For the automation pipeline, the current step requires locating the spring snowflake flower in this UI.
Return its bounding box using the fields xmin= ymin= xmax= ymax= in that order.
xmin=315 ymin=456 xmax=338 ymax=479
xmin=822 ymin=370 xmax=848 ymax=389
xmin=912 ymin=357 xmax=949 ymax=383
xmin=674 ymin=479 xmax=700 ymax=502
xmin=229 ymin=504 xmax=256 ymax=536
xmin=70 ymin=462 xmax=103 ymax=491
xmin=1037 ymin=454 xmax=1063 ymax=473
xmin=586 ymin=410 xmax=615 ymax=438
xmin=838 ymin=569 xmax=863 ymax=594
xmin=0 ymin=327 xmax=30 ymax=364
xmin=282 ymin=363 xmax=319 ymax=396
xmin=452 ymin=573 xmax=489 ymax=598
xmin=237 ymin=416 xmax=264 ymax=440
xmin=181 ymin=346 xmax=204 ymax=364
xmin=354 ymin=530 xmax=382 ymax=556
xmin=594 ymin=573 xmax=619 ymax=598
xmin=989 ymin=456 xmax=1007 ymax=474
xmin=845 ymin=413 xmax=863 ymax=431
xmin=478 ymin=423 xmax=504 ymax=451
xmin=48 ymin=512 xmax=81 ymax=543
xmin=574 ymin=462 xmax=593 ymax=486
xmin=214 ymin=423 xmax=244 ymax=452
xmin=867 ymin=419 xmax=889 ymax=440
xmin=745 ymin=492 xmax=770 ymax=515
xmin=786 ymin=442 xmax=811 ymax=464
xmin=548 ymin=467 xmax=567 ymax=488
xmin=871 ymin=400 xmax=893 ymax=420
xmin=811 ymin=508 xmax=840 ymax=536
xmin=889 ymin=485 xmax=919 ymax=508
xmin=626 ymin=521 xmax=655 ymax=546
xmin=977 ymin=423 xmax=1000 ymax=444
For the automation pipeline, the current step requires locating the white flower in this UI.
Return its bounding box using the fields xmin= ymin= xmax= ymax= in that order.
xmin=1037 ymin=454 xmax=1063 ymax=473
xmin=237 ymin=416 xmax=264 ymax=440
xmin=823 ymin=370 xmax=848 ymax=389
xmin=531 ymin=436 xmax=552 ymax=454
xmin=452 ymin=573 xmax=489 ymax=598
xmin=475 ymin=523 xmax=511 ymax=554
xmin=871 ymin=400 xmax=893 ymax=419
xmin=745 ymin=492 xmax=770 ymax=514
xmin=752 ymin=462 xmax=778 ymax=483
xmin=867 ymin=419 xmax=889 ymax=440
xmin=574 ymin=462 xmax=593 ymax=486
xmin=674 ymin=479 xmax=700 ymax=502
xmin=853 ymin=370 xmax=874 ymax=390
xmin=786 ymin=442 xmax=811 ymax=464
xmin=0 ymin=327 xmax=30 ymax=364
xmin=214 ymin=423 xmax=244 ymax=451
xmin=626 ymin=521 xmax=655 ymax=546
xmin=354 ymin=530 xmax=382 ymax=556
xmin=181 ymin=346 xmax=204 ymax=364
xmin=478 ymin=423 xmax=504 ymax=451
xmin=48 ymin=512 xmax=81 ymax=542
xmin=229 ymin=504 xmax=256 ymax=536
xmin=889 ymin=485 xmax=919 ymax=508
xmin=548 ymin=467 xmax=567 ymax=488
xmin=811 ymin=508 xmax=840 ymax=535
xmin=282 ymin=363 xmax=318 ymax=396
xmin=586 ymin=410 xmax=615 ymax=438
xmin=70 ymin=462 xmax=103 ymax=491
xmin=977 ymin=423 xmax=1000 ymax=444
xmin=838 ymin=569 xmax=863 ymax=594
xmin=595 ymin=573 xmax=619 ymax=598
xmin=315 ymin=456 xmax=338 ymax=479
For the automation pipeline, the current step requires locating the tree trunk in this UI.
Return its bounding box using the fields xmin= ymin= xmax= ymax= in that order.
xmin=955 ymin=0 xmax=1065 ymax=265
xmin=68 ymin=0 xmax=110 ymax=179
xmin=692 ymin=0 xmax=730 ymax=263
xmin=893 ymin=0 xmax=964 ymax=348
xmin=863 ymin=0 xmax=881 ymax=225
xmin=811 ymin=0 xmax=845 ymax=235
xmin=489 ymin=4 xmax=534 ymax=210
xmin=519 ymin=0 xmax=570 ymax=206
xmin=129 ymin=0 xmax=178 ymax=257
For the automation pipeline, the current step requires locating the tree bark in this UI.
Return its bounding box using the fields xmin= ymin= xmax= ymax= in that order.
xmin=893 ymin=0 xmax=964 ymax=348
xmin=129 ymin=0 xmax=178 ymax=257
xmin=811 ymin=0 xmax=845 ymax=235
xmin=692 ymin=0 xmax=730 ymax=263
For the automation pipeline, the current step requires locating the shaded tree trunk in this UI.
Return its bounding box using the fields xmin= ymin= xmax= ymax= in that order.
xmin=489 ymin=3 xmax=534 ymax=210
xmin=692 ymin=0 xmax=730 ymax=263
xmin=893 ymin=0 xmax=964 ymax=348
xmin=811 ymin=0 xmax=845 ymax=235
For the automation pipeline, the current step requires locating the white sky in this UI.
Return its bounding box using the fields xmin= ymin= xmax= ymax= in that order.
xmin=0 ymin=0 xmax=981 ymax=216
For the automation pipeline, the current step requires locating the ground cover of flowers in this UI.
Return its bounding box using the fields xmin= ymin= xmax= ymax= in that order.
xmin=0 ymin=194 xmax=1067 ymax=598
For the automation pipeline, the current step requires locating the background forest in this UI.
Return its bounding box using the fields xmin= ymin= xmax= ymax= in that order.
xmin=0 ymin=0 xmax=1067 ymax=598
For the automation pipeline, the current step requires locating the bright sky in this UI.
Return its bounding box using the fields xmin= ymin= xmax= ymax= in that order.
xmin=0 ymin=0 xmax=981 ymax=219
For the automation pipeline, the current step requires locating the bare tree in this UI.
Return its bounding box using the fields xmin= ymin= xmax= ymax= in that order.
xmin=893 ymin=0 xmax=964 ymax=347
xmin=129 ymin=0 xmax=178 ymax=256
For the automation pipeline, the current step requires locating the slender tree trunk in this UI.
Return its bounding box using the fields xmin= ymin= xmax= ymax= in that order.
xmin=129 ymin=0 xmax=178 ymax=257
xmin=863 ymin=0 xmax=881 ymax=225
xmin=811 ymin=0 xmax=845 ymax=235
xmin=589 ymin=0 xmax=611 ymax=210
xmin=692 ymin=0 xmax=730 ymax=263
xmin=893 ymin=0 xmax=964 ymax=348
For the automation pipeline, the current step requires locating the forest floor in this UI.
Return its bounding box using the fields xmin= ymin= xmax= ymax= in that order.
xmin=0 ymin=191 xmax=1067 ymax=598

★ ★ ★

◆ **Written instruction**: Edit the entries from the line with "shaded tree trunk in this UI." to the line with "xmin=129 ymin=0 xmax=178 ymax=256", swapping "bounding box" for "bounding rectangle" and leaving everything else unchanged. Return only those lines.

◆ **Complete response**:
For the automation pipeline, the current step requires locating the shaded tree trunk in this UI.
Return its bounding rectangle using the fields xmin= ymin= xmax= ymax= in that order.
xmin=489 ymin=3 xmax=534 ymax=210
xmin=692 ymin=0 xmax=730 ymax=263
xmin=893 ymin=0 xmax=964 ymax=348
xmin=811 ymin=0 xmax=845 ymax=235
For the automation pipeline, the current step requires locating the white sky in this UI.
Return its bounding rectangle using the fields xmin= ymin= xmax= ymax= in that order.
xmin=0 ymin=0 xmax=981 ymax=216
For the automation pipeline, the current step requires locating the ground cover of flowers in this UI.
Return its bounding rectangle using the fields xmin= ymin= xmax= ymax= in that order.
xmin=0 ymin=194 xmax=1067 ymax=598
For the automation pipeline, the current step requires locating the background forest in this UI.
Return its bounding rectangle using the fields xmin= ymin= xmax= ymax= in that order.
xmin=0 ymin=0 xmax=1067 ymax=598
For the automation pipeline, the current step requires locating the bright sky in this UI.
Return its bounding rectangle using the fields xmin= ymin= xmax= ymax= in that order.
xmin=0 ymin=0 xmax=981 ymax=219
For the automation pipeline, the current step requires locating the bare tree in this UI.
Return its bounding rectangle using the fields xmin= ymin= xmax= ymax= in that order.
xmin=893 ymin=0 xmax=964 ymax=347
xmin=129 ymin=0 xmax=178 ymax=256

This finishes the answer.